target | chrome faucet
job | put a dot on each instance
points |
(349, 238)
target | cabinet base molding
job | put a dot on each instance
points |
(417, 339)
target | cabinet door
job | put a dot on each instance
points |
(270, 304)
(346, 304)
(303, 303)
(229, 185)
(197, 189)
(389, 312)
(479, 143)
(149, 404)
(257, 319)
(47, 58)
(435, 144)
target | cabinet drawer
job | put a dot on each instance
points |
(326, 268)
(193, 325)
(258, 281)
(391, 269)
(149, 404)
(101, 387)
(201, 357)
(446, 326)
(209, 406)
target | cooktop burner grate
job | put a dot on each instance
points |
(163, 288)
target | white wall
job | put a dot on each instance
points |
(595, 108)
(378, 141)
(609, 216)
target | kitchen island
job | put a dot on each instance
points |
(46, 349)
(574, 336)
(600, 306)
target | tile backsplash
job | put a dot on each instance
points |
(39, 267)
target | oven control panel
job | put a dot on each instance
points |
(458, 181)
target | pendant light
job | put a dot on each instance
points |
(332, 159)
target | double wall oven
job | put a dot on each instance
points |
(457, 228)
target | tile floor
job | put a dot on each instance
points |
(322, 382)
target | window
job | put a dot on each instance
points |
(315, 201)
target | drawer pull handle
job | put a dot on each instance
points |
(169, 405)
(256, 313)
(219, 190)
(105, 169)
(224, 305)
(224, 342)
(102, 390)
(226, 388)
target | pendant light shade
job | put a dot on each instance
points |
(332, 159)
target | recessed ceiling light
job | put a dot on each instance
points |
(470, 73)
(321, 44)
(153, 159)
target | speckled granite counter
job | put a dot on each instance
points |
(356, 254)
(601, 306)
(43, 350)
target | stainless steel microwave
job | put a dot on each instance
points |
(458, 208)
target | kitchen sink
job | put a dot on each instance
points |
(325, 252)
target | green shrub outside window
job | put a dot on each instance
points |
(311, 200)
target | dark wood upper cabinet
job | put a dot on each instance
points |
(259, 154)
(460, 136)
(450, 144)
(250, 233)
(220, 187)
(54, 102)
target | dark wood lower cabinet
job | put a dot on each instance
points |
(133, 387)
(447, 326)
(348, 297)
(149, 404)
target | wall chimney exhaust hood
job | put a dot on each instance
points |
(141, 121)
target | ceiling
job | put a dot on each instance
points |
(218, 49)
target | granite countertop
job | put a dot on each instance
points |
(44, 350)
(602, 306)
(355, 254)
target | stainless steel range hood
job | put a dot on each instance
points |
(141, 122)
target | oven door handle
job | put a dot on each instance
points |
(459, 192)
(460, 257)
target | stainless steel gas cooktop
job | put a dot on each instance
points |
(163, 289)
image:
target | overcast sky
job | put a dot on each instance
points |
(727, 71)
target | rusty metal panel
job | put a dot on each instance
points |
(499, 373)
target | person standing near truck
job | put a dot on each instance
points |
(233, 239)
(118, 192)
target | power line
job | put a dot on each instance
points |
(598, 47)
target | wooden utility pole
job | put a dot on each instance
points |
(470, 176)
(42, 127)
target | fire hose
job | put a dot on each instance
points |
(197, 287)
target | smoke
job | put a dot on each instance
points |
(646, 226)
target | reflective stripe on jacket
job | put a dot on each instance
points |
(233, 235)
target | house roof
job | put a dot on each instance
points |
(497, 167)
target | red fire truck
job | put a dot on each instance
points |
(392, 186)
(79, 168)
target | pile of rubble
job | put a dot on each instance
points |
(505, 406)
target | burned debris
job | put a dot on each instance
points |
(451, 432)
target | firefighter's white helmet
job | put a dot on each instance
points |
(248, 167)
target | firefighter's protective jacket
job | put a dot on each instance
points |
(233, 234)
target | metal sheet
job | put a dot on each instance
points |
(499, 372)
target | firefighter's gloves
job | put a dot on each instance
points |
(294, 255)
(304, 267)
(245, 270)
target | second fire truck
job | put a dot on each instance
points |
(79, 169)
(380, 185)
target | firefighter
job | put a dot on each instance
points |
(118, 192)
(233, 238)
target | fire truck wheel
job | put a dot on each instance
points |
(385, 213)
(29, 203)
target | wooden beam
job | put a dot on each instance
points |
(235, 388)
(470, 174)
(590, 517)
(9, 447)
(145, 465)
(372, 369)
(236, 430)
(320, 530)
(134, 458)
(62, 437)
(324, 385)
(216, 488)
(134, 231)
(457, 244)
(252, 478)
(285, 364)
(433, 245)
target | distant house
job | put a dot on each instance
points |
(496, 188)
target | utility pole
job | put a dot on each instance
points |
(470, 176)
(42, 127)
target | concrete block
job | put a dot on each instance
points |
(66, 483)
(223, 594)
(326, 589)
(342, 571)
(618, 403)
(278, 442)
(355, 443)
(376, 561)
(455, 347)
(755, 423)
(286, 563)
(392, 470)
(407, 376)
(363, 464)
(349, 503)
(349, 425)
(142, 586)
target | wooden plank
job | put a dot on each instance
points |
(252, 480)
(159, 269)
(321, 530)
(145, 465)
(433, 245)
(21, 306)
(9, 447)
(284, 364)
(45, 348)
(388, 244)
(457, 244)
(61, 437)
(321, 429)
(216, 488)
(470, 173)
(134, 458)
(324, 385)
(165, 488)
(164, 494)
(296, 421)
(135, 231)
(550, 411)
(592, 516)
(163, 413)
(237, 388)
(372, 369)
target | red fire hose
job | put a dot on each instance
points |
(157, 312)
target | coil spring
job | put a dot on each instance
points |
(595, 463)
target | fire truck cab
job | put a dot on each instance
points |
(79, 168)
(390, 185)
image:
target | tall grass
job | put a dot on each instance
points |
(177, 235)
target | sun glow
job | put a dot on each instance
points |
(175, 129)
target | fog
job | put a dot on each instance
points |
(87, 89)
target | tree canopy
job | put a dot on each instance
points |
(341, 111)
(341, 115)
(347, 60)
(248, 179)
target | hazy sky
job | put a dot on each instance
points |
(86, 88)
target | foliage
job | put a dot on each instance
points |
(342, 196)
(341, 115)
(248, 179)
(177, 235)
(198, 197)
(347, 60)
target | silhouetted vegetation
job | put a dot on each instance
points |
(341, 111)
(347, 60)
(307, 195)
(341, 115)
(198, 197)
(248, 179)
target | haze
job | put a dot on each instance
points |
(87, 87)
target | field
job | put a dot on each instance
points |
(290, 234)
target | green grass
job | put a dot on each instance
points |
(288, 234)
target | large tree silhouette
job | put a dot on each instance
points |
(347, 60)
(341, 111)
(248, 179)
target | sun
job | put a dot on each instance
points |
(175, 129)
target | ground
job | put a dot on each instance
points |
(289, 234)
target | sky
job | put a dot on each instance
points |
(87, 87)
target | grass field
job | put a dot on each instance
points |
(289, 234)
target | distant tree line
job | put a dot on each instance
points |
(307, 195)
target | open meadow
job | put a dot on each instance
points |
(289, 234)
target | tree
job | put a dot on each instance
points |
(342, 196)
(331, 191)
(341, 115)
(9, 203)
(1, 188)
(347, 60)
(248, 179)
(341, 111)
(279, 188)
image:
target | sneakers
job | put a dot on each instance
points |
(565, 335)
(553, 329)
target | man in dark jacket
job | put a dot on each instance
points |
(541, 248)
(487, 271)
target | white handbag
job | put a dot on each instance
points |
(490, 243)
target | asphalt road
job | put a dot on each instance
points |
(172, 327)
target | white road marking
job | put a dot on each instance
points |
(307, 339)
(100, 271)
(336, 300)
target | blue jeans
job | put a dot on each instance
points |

● ● ● ● ● ● ●

_Problem requirements_
What is wanted is a copy of every line in the listing that includes the word "hose".

_Answer section_
target | fire hose
target | red fire hose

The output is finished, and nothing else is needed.